By John Montone, 1010 WINS

Another legend is gone and right before the hurricane.

That was a text sent by a friend upon learning that my mother had passed away last week even as Joaquin was gathering strength in the Atlantic. And she nailed it. Because my mother's life was like a cyclone. Always threatening to blow away everything in sight.

As a child in Hudson County she was known as, "The Hill Street Wildcat," a nicknamed earned by her obsession with striking out at those neighborhood kids who had done her wrong. Decades later she still proudly spoke of a little boy who idolized her and to gain favor would carry out her commands, once firing a large clump of dog poop at two sisters who refused to allow my mother to join them in their backyard.

Her credo was, "I don't get mad, I get even." And if there was a grudge-holder's hall of fame, Bruna Montone would be enshrined. She never passed a certain family member's house without slowing down to make a hand gesture that roughly meant, "Stick it where the sun don't shine." And at her wake a dear old friend who was no longer on speaking terms with my mother said, "You never knew when you'd end up on her…list."

I spent many a week, even a month at a time on her "list." Often not knowing why. And my term would not end until I apologized. For "sorry" was not a word that came easily to my mother. But in other situations she was ready and able to let her tongue run wild. I'm convinced she invented "road rage." For when another driver cut her off she would roll down the window of our family's Dodge Dart and scream, "Two blankin' flats!" Yea, she used that word in all of its grammatical forms. "That fat blank." "Tell him to blank himself." Or her favorite, "Blank, blank blank!"

My mother was physically beautiful. Quite smart. And artistic. I have no doubt that had she been a baby boomer she would have gone to college and enjoyed a successful career in fashion or home decorating. As it was she mostly avoided work and was miserable when she toiled as an office clerk. So she shopped. For clothes. For furniture. Just for the sake of shopping and driving my penny-pinching father crazy.

She loved her three grand children and they loved her. "Nonni," they called her. They had food fights with her when they were young and they drank with her as young adults. Did I mention she liked to drink? Well, she did.

What she also enjoyed was playing Scrabble. She played with friends and a cousin and with me. I believed her when she said she almost always beat her friends and her cousin. But she could not beat me. For reasons probably best left to Dr. Freud we played those games as if the outcomes would settle some unspoken, mortal competition that had little to do with which one of us had a better vocabulary.

I liked to remind her that I was undefeated. And she would remind me that once while on vacation she had a big lead when we had to set the board aside for dinner, during which my first son in the throes of terrible-two-dom, flipped over the board and tiles.

My mother immediately declared victory.

But I refused to concede defeat for more than twenty years. Until I spoke at her grave. "I give you that win, mom" I said. I just wish I hadn't waited until then to say it.
= = = = = = =
- YOUR TASKS -
(a) In the essay about the author's mother, what nickname did she have as a child in Hudson County?
(b) From the essay about the author's mother, copy the passage starting at "What she also" up to and including "board and tiles.".
(c) According to the essay about the author's mother, why did she declare victory in the Scrabble game played on vacation?
= = = = = = =
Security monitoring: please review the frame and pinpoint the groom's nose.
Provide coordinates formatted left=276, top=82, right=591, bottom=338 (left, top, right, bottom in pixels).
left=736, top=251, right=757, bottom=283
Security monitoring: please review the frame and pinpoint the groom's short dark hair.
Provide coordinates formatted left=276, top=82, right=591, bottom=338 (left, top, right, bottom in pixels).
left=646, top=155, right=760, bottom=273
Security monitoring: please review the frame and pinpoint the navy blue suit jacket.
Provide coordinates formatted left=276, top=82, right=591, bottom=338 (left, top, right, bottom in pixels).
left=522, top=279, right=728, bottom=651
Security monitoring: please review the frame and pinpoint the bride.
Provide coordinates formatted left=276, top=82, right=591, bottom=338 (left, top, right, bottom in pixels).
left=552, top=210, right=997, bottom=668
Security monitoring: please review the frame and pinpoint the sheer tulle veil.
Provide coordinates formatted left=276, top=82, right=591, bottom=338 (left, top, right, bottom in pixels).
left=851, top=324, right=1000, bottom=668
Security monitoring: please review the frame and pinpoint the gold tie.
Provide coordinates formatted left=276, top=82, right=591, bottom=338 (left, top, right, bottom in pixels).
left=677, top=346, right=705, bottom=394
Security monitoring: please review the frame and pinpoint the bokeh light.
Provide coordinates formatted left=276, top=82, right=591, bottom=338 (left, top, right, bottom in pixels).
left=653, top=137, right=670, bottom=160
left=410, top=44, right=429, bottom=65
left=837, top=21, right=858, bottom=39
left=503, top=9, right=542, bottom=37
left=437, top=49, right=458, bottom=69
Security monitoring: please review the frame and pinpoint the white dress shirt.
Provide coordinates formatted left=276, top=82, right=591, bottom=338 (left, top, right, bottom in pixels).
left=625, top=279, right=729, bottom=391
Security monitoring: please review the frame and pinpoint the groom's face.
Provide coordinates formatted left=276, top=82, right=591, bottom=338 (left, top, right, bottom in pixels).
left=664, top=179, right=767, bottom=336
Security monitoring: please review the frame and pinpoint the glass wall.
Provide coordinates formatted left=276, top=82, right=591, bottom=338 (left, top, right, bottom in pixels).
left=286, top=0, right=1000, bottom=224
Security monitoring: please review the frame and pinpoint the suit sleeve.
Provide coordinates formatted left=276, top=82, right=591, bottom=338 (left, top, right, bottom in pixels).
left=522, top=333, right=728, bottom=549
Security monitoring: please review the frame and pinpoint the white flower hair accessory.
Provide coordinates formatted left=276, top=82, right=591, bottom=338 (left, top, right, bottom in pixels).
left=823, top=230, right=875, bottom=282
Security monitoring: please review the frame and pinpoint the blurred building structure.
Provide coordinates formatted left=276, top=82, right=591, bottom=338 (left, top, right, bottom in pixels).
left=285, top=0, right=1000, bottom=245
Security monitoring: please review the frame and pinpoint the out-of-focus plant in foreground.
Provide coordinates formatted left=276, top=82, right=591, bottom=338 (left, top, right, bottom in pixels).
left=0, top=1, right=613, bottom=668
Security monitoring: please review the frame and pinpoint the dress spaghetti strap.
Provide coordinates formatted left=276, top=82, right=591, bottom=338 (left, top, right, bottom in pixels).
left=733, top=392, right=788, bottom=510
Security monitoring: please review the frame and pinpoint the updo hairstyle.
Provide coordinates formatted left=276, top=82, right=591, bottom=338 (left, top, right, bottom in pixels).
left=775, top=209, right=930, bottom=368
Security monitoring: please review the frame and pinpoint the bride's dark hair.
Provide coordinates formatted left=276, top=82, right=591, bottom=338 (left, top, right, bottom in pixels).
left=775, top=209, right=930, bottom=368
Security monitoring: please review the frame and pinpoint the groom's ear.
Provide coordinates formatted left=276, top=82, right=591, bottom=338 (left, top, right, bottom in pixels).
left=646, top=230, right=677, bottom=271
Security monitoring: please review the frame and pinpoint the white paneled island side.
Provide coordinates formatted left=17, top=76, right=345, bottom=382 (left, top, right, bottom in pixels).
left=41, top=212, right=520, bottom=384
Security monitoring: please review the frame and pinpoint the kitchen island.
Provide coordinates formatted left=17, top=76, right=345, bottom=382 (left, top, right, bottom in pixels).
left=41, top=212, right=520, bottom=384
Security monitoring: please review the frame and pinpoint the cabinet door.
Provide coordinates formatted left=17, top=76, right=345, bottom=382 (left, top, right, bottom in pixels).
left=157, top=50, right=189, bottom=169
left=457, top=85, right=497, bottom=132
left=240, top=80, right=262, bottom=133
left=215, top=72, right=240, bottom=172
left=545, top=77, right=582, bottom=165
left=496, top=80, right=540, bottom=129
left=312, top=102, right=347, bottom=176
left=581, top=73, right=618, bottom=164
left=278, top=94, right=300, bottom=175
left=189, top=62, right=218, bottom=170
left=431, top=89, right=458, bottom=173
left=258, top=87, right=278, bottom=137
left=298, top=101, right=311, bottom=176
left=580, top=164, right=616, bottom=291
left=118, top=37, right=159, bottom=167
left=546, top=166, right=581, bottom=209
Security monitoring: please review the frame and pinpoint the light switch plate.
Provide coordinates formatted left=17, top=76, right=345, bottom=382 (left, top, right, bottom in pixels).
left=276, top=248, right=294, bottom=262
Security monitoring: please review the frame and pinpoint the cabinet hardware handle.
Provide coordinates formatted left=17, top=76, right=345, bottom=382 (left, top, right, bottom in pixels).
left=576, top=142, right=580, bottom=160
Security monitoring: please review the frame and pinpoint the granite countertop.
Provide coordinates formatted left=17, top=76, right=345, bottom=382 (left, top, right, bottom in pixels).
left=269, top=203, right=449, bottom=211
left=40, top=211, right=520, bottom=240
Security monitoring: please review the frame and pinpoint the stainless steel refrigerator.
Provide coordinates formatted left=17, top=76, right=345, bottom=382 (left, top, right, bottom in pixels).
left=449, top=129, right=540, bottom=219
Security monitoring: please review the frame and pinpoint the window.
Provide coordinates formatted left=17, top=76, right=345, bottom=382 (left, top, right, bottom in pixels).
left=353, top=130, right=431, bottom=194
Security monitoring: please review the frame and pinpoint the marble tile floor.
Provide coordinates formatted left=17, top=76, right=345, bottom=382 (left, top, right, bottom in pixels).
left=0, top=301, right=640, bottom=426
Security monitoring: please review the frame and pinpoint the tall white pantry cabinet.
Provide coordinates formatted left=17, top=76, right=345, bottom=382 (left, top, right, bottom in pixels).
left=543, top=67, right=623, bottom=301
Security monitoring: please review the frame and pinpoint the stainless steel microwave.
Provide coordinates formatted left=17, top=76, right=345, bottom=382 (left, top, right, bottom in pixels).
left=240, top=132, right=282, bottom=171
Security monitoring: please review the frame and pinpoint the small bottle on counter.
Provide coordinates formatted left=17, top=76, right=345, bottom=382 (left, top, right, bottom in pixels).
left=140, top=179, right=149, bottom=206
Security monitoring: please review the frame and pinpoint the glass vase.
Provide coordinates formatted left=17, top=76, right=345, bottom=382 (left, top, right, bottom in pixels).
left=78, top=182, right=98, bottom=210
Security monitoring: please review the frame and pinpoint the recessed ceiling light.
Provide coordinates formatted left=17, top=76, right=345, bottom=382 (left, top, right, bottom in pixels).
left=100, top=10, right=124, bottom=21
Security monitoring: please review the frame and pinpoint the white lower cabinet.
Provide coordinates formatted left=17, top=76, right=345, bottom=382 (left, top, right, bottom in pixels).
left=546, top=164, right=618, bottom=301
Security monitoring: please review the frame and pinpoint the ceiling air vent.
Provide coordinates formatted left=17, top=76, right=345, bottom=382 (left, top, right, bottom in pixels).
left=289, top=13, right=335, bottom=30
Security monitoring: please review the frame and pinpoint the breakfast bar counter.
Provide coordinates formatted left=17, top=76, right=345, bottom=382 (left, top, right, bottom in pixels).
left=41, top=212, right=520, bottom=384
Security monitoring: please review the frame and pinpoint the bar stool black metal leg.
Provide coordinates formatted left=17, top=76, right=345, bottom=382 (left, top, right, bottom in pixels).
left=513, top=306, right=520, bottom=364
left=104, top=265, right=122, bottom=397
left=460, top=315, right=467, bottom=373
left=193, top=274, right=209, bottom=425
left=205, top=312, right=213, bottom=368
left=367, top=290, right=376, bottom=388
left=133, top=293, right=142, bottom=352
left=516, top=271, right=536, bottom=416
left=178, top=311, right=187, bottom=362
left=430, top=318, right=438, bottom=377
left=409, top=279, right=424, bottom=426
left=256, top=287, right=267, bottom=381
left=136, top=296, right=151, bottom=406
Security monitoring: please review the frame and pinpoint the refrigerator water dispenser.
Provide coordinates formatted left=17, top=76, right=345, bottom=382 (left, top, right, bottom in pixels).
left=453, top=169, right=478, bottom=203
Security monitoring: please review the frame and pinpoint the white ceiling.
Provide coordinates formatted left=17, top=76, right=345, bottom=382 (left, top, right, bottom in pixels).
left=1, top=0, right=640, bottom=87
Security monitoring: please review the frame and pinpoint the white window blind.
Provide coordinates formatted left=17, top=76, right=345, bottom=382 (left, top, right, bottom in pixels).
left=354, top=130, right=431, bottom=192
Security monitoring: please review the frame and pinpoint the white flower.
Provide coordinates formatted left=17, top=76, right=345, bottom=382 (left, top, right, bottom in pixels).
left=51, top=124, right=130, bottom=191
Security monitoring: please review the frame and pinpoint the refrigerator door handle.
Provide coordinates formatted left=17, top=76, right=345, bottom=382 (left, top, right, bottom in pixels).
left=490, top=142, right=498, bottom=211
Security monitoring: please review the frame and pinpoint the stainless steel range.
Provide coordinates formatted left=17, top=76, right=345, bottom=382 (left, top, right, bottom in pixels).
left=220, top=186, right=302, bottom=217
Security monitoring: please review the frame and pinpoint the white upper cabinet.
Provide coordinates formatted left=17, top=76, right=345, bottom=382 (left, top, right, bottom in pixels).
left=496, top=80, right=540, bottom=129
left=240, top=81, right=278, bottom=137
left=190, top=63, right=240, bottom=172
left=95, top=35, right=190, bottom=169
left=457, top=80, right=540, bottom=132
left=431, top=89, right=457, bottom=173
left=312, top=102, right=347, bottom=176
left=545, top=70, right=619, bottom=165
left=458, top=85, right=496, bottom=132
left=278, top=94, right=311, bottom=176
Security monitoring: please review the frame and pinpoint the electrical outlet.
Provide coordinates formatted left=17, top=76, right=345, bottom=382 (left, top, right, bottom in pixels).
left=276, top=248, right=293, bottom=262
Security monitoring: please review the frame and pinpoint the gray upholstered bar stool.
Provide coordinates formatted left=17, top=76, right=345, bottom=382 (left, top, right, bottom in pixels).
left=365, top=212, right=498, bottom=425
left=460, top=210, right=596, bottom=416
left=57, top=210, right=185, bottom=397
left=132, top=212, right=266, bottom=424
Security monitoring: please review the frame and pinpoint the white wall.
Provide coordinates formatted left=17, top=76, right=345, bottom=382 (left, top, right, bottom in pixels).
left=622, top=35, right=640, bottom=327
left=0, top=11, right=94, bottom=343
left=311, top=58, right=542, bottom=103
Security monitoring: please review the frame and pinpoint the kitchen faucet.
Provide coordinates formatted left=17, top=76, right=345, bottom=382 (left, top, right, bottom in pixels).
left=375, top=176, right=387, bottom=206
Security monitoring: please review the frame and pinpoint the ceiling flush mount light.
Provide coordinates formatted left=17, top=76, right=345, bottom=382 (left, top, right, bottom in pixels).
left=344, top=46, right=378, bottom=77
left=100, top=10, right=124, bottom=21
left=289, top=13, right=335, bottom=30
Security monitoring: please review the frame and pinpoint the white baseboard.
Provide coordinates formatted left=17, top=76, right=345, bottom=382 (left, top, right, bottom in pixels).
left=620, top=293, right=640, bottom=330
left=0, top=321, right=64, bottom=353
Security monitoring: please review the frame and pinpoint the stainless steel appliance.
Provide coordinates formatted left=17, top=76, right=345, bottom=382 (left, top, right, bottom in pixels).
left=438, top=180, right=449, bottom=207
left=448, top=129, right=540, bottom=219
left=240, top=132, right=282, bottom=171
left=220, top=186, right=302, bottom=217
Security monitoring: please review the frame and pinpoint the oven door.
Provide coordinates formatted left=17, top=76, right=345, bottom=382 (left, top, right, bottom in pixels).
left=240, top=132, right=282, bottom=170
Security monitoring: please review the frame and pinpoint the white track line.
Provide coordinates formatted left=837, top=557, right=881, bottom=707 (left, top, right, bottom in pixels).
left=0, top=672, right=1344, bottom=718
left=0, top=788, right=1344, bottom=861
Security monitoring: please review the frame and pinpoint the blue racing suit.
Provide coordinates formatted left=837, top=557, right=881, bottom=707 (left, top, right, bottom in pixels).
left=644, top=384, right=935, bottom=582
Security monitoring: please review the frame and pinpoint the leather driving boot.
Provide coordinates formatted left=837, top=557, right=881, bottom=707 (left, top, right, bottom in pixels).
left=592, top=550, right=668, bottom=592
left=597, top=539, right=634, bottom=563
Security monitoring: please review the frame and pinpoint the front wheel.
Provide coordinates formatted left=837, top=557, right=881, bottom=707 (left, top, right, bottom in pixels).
= = = = = = =
- SOLUTIONS PER TASK -
(a) "The Hill Street Wildcat."

(b)
What she also enjoyed was playing Scrabble. She played with friends and a cousin and with me. I believed her when she said she almost always beat her friends and her cousin. But she could not beat me. For reasons probably best left to Dr. Freud we played those games as if the outcomes would settle some unspoken, mortal competition that had little to do with which one of us had a better vocabulary.

I liked to remind her that I was undefeated. And she would remind me that once while on vacation she had a big lead when we had to set the board aside for dinner, during which my first son in the throes of terrible-two-dom, flipped over the board and tiles.

(c) She had a big lead when they set the board aside for dinner. During dinner, the author's first son, then in his terrible twos, flipped over the board and tiles.